▶ [EXTRAIT]
_ _ _
Le Manifeste de Fortaleza

vendredi 22 janvier 2010

 Une université populaire - laboratoire social est en cours de création dans la région stéphanoise avec la participation des philosophes Miguel Benasayag et Angélique Del Rey du collectif Malgré Tout.
Une réunion de travail aura lieu avec eux le samedi 13 février à St-Etienne. Les personnes intéressées par la création de cette université populaire - laboratoire social peuvent prendre contact au 04 77 34 28 51.
Nous publierons dans les prochaines semaines plusieurs documents pour présenter ce que sont les Universités populaires - Laboratoires sociaux.
Voici le "manifeste de l’Université Populaire de Fortaleza, au Brésil.
 
 

1) Nous proposons la création du réseau d’universités populaires et laboratoires sociaux à Fortaleza et dans la région du Ceara brésilien, en articulation avec le réseau de laboratoires sociaux et universités populaires qui travaillent avec le Collectif Malgré Tout en France et en Italie.

Les UP et LS ont comme vocation le développement d’expériences locales de production populaire de savoirs théoriques et pratiques sur nos vies, nos sociétés et notre monde, dans toutes les dimensions de ces questions présentées comme globales et lointaines, et qui dirigent nos vies et nos sociétés, nous laissant dans l’impuissance, la tristesse et la souffrance. Elles n’ont pas comme vocation une simple distribution de savoirs qui tenterait « d’éduquer le peuple ».
_ _ _
▶ [MATÉRIEL FOURNI]

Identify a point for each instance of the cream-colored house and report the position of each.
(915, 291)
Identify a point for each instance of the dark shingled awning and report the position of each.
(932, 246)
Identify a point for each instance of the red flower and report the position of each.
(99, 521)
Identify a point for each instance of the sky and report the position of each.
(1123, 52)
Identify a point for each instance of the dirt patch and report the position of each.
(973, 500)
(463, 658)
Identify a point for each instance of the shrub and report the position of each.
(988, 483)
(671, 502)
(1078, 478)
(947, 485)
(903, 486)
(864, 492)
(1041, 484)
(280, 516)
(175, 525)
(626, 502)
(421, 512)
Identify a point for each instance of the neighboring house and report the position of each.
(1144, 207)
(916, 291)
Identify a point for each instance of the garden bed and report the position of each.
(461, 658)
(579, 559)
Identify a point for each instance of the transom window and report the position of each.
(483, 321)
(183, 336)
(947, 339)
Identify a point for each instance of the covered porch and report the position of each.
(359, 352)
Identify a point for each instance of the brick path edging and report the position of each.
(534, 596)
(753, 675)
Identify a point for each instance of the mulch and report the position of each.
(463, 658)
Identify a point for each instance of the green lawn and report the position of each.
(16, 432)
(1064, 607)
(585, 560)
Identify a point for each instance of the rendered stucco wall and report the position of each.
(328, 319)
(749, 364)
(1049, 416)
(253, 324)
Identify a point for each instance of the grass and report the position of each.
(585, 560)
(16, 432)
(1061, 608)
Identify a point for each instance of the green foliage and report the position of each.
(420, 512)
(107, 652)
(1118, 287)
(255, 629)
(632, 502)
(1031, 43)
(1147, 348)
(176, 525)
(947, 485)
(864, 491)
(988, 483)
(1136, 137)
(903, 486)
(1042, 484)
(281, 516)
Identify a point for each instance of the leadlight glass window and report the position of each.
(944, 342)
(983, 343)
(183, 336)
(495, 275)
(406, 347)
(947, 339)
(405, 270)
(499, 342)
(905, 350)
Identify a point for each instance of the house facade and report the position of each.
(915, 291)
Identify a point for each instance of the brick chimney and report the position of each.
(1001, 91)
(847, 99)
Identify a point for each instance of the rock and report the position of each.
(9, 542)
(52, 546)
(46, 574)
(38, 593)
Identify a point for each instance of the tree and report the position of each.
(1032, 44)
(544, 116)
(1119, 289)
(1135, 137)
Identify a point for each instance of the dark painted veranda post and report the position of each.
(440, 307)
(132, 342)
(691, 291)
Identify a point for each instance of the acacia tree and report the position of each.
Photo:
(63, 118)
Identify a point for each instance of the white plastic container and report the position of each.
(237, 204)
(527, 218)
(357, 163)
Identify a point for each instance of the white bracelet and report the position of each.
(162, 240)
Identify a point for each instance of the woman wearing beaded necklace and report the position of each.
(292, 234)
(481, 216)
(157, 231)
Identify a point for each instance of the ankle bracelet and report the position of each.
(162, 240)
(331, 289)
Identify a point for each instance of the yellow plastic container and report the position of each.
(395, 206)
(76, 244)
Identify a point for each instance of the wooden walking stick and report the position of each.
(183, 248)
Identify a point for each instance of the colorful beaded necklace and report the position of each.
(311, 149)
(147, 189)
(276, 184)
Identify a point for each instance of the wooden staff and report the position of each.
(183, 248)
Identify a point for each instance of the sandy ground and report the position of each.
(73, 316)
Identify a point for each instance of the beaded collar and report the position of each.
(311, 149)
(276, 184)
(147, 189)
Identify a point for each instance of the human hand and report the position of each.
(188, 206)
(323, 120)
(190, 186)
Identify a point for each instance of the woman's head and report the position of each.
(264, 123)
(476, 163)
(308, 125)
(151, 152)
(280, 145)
_ _ _
▶ [EXERCICES]
1. Répondez brièvement aux questions suivantes à l'aide de l'extrait.
(a) Quels philosophes participent à la création de l'université populaire dans la région stéphanoise ?
(b) À quelle date et dans quelle ville la réunion de travail aura-t-elle lieu ?
(c) Dans quels pays le Collectif Malgré Tout travaille-t-il avec des laboratoires sociaux et universités populaires ?
2. Réécrivez le passage de l'extrait allant de « vendredi 22 janvier » jusqu'à « 77 34 28 51. » inclus, en remplaçant « réunion de travail » par « séance de travail ».
Le matériel est tiré d'une autre source.

▶ [CORRIGÉ]
1.
(a) Miguel Benasayag et Angélique Del Rey.
(b) Le samedi 13 février, à St-Etienne.
(c) En France et en Italie.

2.
vendredi 22 janvier 2010

 Une université populaire - laboratoire social est en cours de création dans la région stéphanoise avec la participation des philosophes Miguel Benasayag et Angélique Del Rey du collectif Malgré Tout.
Une séance de travail aura lieu avec eux le samedi 13 février à St-Etienne. Les personnes intéressées par la création de cette université populaire - laboratoire social peuvent prendre contact au 04 77 34 28 51.